-- Selected passage --
And in the mind of Lamm, the best possible legacy for the company he co-founded is both using its technology to bring back long lost wonders from the ancient past—they are, after all, working with a woolly mammoth sample that is 1.2 million years old—as well as developing open-sourced conservation technology that could inspire generations to come.

“We have 60 partners using our technologies,” Lamm points out, “but I’d love for that to be hundreds of organizations and thousands of people using our technologies and making a difference from a conservation perspective.” This extends in the next 10 years to creating “bio vaults” that allow governments to monitor the diversity of various at-risk species in real time within their borders, as well as building at scale artificial wombs that can “productionize” saving endangered species. However, there is still no denying that it is the wonder of seeing a dire wolf howl which makes possibly saving the red wolf from extinction seem a tangible reality.

“I don’t know if ever saving the northern white rhino or species like it will have the same impact as someone seeing a mammoth,” Lamm considers. “I do think that you have to have this sense of wonder on it. [But] if we are successful in all of the species that we’ve announced, and some that we haven’t, both in bringing them back and healthily putting them back into their environments, but we do nothing in conservation, I would consider that a fail. I think we get a 50 percent on the test. I think if we do all these things that we’re doing in conservation, but we don’t deliver on the inspirational promises we made on the de-extinction, even though it’s really good for the world, I still think we get a 50 percent. So I think we do have to achieve both.”

If they do, that would indeed be some real miracle work.

-- Data to examine --
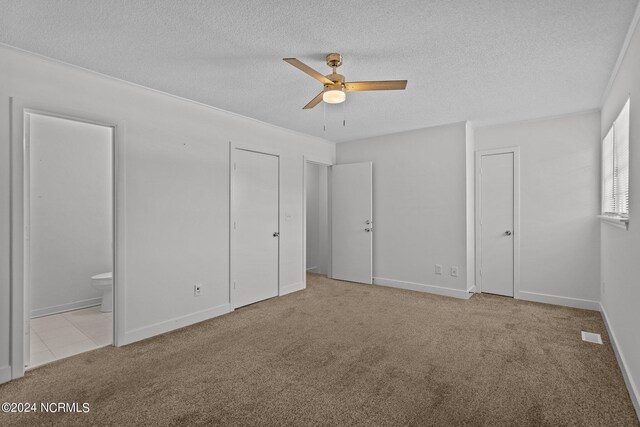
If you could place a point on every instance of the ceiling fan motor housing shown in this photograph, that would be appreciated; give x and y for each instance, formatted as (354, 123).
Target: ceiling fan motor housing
(334, 60)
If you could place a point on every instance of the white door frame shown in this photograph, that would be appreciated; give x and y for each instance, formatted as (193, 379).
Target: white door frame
(516, 215)
(306, 160)
(232, 159)
(19, 109)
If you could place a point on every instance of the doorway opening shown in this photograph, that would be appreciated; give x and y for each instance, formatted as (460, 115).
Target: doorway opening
(318, 245)
(255, 227)
(69, 237)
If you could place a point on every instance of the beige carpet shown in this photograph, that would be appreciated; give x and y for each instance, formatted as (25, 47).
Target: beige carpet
(348, 354)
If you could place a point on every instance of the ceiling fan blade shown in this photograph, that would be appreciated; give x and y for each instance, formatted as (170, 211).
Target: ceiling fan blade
(306, 69)
(315, 101)
(382, 85)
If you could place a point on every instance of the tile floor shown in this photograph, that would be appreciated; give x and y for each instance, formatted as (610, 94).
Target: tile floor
(65, 334)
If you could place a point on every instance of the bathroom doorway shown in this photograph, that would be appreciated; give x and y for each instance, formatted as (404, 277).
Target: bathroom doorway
(69, 237)
(317, 240)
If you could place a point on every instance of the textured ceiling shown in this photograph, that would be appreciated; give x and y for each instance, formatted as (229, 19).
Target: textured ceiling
(480, 60)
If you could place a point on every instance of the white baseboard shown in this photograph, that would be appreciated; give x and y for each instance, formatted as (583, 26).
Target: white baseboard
(556, 300)
(628, 380)
(292, 288)
(76, 305)
(420, 287)
(5, 374)
(175, 323)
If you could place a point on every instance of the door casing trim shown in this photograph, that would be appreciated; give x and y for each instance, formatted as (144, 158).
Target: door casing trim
(516, 215)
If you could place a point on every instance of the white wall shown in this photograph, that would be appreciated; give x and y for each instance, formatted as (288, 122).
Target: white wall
(71, 217)
(324, 244)
(620, 252)
(176, 173)
(419, 206)
(317, 218)
(313, 221)
(559, 201)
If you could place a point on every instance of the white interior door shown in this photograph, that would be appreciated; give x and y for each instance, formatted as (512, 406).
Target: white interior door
(255, 227)
(352, 222)
(497, 223)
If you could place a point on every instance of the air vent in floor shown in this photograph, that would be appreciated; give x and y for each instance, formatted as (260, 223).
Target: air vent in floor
(591, 337)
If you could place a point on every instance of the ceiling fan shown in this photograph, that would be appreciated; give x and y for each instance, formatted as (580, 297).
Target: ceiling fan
(335, 87)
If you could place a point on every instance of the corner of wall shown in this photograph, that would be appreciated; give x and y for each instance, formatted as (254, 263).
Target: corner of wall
(470, 203)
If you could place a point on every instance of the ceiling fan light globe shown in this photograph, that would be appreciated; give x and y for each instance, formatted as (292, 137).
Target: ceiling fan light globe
(334, 96)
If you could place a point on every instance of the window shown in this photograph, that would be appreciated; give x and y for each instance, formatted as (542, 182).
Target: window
(615, 169)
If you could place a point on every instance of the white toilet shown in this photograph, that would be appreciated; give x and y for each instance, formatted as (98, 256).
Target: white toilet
(104, 282)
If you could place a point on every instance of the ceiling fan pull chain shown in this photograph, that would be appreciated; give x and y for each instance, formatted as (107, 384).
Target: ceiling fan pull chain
(344, 113)
(324, 117)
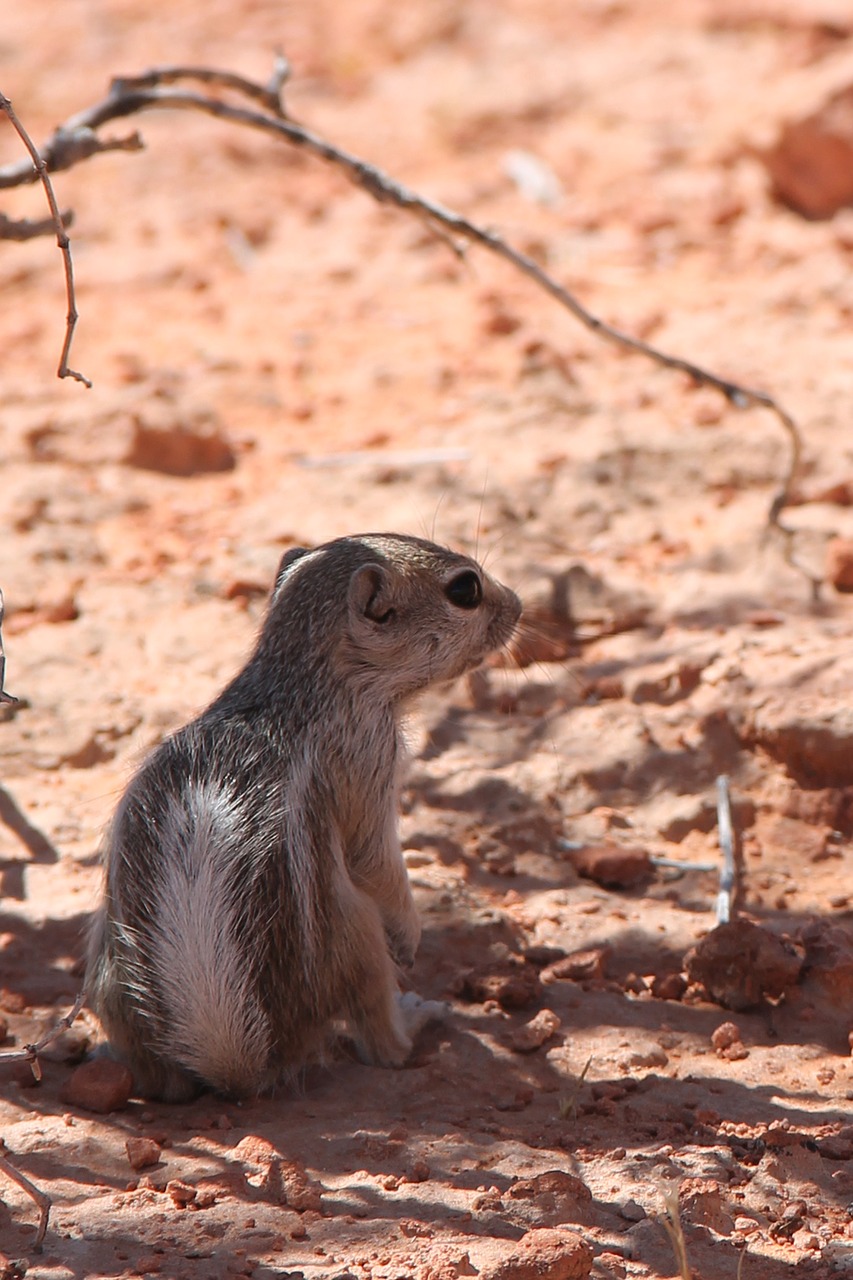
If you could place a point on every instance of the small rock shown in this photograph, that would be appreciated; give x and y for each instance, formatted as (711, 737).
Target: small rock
(651, 1059)
(612, 865)
(179, 1192)
(534, 1033)
(725, 1034)
(739, 964)
(142, 1152)
(550, 1200)
(539, 1255)
(587, 965)
(669, 986)
(99, 1086)
(178, 451)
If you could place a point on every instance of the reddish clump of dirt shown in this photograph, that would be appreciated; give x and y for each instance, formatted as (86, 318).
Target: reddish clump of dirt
(279, 359)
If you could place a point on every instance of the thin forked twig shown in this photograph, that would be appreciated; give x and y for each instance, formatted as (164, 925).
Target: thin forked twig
(30, 1052)
(41, 1198)
(155, 90)
(62, 241)
(725, 828)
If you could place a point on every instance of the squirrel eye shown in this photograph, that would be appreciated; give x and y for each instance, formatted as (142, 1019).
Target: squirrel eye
(465, 590)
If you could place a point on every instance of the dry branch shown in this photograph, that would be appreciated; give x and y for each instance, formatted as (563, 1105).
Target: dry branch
(41, 1198)
(62, 241)
(155, 90)
(30, 1052)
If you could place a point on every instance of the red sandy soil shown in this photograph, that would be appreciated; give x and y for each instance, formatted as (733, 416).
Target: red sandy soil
(245, 302)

-- Directions for this task --
Answer these questions from the de-extinction passage, giving each answer on its own line with the same letter.
(a) How old is the woolly mammoth sample the company is working with?
(b) How many partners does Lamm say are using the company's technologies?
(c) What score does Lamm say the company would get if it brought back its announced species but did nothing in conservation?

-- Solution for this task --
(a) 1.2 million years old
(b) 60
(c) 50 percent